* _Assigned task_: Repeat all of the entries, please, keeping each line exact.

════

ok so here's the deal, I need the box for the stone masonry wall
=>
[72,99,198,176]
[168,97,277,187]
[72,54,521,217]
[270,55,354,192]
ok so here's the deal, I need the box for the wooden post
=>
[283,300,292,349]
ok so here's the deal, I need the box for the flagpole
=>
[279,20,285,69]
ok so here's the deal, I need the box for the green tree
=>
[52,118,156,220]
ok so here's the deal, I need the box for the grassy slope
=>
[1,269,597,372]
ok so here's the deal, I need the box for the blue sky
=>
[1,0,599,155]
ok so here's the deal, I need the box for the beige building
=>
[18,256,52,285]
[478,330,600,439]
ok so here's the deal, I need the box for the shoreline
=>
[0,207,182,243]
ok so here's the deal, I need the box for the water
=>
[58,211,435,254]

════

* _Answer box_:
ok so here's the deal, I need the box for the stone masonry wall
=>
[72,99,198,176]
[168,97,277,187]
[72,54,521,217]
[270,55,354,192]
ok so here's the deal, I need the box for the wooden post
=>
[283,300,292,349]
ok so here's the deal, I need the box for the flagpole
=>
[279,20,285,69]
ok so here's the deal, I need the box for the green tree
=>
[52,118,156,220]
ok so here's the deal, I need the box for the grassy slope
=>
[1,269,597,372]
ok so here's the deal, I need the box for the blue sky
=>
[1,0,599,155]
ok so here's the deal, I need the box for the beige building
=>
[18,256,52,285]
[478,330,600,439]
ok so here's the deal, I need the box for the shoreline
=>
[0,207,182,243]
ok so here's the deal, I need the box for the water
=>
[58,211,435,254]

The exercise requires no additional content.